→ **AUFGABENSTELLUNG**: Gib den Text über die Geschichte der freien Liebe vollständig und wortgetreu wieder.

→ **AUSGANGSTEXT**:
#####

Vielleicht ist das ja der tiefere Grund, weshalb die Griechen neben den Brasilianern bis heute als die „Sexweltmeister“ gelten. Mit Sicherheit aber haben die Christen Pans Bocksfüße genutzt, um ihn in den Teufel zu verwandeln und die gesamte Wollust zur Sünde zu machen. Aber das ist ein anderes Thema. Fest steht jedenfalls, dass die alten Römer die noch rituell gezügelten griechischen Orgien übernahmen und in erotisch-sexuelle Volksveranstaltungen verwandelten. Im Rom der Zeitenwende durften alle mit allen: Männer mit Männern, Frauen mit Frauen, Erwachsene mit Kindern.

Für die Christen im alten Rom war diese Zügellosigkeit ein gefundenes Fressen. Zwar zeigte sich so mancher frühe Papst als den spätrömischen Verlustierungen durchaus zugänglich, doch generell wurde freie Liebe als „Sünde“ abgeschrieben – jahrhundertelang. Monogamie galt als das normativ richtige, „normale“ Verhalten, vor allem für Frauen; Männer durften fremdgehen. Grundlegend zu ändern begann sich das erst, als Ende des 19. Jahrhunderts amerikanische Feministinnen es ablehnten, Männern ihren Körper zur Verfügung zu stellen, nur um wirtschaftlich versorgt zu sein. Für sie war die bürgerliche Einehe eine Art von institutionalisierter Prostitution. Der Wiener Arzt Wilhelm Reich entdeckte schließlich Anfang des 20. Jahrhunderts die sexuelle Zwangsmoral als Ursache von Neurosen. So beförderte ihn auch die Hippiebewegung, die freie Liebe für jedermann propagierte, zu ihrem „Guru“.

#####

→ **EXTRAHIERTE DATEN**:
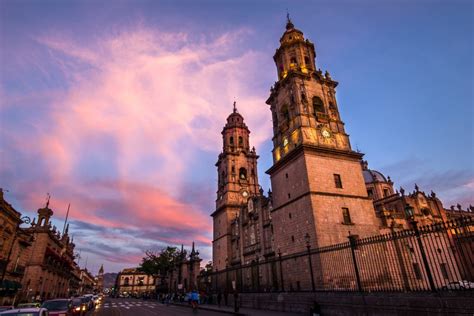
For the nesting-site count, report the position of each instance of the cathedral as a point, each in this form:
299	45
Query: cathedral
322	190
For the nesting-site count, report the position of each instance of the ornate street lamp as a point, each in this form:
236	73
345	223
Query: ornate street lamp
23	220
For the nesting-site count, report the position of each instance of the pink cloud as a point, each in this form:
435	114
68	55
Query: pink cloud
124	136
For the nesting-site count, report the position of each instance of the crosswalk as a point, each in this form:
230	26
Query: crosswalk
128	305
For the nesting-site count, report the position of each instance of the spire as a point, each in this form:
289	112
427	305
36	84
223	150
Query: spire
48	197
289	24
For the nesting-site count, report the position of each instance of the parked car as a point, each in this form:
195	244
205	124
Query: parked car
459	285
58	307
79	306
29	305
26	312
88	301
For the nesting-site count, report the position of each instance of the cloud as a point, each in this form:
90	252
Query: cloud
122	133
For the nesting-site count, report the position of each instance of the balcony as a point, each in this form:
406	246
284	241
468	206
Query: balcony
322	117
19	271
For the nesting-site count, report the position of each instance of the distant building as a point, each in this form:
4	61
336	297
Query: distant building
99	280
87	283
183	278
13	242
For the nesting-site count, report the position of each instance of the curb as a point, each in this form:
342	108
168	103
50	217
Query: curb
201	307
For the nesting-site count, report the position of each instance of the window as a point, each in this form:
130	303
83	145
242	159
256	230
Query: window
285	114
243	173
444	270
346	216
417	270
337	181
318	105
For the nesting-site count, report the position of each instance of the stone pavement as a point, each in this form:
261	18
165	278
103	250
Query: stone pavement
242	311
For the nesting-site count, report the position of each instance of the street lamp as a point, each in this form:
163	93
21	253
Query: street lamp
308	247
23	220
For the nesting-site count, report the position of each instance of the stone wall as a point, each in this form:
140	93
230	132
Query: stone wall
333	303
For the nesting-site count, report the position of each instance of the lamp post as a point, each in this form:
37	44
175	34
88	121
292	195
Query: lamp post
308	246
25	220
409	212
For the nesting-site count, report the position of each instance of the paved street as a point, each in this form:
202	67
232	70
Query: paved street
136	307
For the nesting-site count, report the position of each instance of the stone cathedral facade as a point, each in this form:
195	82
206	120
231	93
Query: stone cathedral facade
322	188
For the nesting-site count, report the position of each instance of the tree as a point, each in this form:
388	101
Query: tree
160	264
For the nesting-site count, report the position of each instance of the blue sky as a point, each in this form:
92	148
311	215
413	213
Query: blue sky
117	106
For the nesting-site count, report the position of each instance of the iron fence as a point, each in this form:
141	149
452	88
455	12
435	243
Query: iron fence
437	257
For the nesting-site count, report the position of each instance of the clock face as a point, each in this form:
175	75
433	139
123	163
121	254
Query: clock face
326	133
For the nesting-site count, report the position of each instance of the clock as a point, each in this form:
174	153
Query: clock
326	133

#####

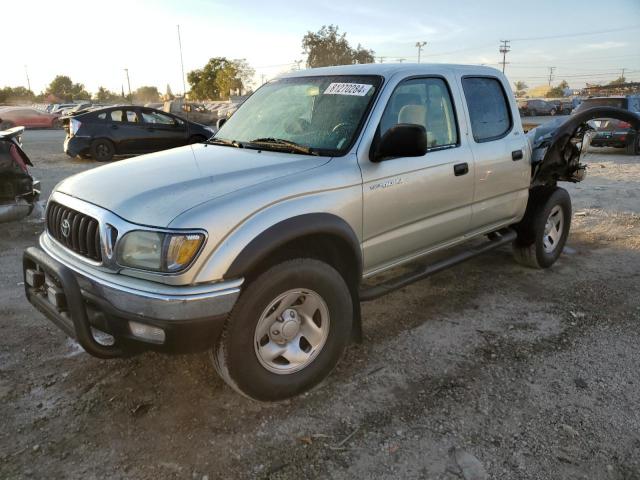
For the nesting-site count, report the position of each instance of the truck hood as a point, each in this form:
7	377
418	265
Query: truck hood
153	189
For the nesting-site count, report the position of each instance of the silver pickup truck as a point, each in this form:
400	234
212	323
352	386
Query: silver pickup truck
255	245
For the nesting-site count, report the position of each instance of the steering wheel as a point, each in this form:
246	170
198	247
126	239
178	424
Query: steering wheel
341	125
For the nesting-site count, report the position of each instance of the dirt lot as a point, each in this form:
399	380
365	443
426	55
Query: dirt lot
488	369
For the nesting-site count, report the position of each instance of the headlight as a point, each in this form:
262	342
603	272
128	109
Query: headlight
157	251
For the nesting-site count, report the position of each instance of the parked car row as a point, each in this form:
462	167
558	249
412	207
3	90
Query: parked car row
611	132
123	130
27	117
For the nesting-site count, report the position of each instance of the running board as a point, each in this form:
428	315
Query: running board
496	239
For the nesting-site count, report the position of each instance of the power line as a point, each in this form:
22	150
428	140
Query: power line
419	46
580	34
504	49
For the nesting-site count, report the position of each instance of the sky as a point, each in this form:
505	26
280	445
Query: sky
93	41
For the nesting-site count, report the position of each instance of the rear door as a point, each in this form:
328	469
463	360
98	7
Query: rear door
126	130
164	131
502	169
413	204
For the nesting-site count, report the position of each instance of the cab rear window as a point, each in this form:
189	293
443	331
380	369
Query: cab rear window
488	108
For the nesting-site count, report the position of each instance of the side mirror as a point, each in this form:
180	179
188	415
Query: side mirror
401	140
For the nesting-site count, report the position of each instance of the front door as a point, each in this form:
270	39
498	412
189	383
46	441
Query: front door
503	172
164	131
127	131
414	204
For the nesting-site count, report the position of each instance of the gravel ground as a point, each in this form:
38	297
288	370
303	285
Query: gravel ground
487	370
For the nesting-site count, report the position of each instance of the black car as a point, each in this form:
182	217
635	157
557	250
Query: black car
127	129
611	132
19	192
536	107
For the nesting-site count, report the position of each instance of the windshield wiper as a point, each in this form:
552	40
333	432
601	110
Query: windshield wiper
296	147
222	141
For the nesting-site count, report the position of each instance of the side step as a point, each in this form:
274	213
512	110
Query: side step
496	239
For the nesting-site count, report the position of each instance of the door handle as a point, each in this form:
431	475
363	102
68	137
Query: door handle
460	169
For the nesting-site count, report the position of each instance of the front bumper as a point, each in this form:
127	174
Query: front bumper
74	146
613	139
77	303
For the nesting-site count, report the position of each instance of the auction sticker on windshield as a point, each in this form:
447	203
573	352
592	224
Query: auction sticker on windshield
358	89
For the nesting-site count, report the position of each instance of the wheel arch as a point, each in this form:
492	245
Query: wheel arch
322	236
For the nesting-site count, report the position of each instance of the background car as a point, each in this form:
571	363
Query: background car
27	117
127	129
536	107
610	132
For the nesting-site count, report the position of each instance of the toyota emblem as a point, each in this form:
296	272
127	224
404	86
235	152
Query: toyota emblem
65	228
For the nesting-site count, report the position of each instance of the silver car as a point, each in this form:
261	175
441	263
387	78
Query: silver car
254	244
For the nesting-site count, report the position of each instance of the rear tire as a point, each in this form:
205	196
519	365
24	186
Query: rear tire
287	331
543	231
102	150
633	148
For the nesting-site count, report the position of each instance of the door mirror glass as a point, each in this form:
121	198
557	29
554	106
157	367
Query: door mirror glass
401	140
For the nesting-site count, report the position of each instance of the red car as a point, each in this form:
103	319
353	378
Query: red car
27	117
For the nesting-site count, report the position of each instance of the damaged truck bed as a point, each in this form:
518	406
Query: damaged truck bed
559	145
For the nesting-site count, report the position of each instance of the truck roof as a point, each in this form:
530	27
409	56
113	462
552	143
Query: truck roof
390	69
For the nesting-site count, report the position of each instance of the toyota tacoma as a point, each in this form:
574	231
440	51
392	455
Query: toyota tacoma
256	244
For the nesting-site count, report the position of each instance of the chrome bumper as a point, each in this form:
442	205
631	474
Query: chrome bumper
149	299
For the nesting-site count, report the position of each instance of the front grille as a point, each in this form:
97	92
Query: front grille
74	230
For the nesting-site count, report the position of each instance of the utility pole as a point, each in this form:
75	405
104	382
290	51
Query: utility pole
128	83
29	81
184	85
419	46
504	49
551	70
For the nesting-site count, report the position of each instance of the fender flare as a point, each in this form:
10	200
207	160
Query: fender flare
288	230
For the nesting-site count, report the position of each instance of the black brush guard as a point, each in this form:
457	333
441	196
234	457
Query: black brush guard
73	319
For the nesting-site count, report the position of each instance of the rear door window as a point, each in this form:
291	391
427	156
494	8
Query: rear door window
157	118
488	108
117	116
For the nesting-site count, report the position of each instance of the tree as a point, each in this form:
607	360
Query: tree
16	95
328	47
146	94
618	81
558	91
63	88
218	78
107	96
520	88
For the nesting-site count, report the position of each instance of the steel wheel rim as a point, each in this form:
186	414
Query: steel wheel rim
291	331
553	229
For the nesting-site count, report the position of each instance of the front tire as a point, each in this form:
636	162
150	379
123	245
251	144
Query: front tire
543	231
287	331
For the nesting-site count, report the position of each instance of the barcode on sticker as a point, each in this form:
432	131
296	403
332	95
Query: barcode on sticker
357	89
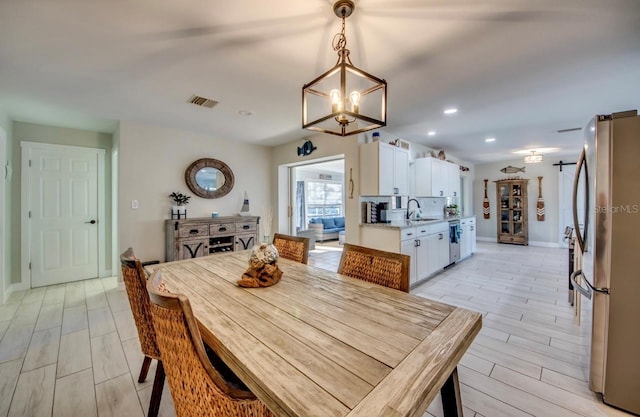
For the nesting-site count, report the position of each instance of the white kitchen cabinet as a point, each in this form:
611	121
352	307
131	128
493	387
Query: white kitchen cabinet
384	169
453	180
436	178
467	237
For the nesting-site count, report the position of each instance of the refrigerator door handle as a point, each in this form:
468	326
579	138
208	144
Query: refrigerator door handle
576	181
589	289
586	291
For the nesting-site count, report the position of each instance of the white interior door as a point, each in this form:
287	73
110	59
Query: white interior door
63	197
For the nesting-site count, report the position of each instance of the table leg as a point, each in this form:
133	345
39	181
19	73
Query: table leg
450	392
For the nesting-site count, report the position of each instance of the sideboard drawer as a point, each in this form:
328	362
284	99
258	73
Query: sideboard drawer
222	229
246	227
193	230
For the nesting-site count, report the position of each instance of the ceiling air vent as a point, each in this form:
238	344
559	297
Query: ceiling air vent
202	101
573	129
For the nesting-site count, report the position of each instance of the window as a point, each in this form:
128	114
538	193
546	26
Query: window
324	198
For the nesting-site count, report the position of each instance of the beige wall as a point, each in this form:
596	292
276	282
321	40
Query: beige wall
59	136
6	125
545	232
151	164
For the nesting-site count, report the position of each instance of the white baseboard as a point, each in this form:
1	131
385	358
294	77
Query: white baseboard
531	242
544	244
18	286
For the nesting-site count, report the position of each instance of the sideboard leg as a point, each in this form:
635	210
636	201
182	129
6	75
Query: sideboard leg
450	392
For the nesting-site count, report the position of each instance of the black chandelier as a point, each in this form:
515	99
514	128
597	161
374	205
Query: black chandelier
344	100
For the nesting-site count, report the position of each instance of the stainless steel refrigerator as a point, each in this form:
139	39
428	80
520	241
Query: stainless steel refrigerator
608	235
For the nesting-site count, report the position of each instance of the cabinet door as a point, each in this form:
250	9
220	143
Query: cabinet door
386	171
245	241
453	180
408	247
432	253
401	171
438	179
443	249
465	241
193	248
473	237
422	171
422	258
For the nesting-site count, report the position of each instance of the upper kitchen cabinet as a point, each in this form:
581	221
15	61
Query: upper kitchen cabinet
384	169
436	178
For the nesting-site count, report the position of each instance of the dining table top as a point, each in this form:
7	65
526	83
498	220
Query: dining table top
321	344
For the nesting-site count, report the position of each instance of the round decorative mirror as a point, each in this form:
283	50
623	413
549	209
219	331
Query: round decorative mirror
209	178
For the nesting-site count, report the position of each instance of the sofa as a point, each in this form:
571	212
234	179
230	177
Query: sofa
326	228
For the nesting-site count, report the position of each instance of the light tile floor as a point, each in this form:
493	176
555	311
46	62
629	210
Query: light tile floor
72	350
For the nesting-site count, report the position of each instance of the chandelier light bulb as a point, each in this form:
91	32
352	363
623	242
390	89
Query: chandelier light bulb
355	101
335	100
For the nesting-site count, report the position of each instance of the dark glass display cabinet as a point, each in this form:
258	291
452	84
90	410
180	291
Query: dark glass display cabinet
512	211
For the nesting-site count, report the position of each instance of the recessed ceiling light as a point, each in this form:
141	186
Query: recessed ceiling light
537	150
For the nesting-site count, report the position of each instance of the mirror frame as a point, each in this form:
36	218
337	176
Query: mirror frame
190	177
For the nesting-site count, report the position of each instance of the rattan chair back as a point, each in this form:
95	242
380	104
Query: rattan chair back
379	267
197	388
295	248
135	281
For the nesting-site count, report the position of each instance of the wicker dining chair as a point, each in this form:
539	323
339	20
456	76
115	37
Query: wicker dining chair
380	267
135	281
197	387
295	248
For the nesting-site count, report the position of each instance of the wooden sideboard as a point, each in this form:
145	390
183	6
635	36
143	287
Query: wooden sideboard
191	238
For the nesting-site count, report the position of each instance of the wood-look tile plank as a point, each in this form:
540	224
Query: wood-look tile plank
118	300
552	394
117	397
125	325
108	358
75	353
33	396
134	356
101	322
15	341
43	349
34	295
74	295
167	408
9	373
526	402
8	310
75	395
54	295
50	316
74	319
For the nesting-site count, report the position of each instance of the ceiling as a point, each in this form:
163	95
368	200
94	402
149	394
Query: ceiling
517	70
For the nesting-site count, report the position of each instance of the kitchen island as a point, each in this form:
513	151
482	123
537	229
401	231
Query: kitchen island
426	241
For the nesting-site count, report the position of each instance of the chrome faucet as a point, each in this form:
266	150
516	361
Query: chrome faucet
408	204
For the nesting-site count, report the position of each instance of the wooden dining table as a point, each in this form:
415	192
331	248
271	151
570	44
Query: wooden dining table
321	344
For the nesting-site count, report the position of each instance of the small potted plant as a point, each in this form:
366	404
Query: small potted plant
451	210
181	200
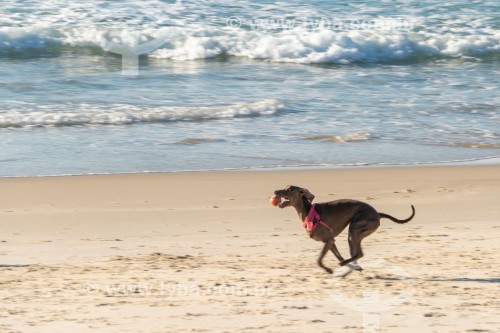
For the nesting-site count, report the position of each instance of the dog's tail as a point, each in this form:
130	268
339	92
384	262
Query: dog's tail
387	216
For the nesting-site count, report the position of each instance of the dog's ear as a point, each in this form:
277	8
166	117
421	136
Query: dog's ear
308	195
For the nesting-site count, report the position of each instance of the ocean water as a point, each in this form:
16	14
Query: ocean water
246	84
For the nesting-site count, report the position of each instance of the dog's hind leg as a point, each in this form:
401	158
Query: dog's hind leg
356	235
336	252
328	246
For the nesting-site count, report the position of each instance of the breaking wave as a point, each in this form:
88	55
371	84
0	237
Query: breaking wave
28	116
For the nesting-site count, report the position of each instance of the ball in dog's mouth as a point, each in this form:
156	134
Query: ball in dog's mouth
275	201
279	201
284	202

#####

→ **LÖSUNG**:
Vielleicht ist das ja der tiefere Grund, weshalb die Griechen neben den Brasilianern bis heute als die „Sexweltmeister“ gelten. Mit Sicherheit aber haben die Christen Pans Bocksfüße genutzt, um ihn in den Teufel zu verwandeln und die gesamte Wollust zur Sünde zu machen. Aber das ist ein anderes Thema. Fest steht jedenfalls, dass die alten Römer die noch rituell gezügelten griechischen Orgien übernahmen und in erotisch-sexuelle Volksveranstaltungen verwandelten. Im Rom der Zeitenwende durften alle mit allen: Männer mit Männern, Frauen mit Frauen, Erwachsene mit Kindern.

Für die Christen im alten Rom war diese Zügellosigkeit ein gefundenes Fressen. Zwar zeigte sich so mancher frühe Papst als den spätrömischen Verlustierungen durchaus zugänglich, doch generell wurde freie Liebe als „Sünde“ abgeschrieben – jahrhundertelang. Monogamie galt als das normativ richtige, „normale“ Verhalten, vor allem für Frauen; Männer durften fremdgehen. Grundlegend zu ändern begann sich das erst, als Ende des 19. Jahrhunderts amerikanische Feministinnen es ablehnten, Männern ihren Körper zur Verfügung zu stellen, nur um wirtschaftlich versorgt zu sein. Für sie war die bürgerliche Einehe eine Art von institutionalisierter Prostitution. Der Wiener Arzt Wilhelm Reich entdeckte schließlich Anfang des 20. Jahrhunderts die sexuelle Zwangsmoral als Ursache von Neurosen. So beförderte ihn auch die Hippiebewegung, die freie Liebe für jedermann propagierte, zu ihrem „Guru“.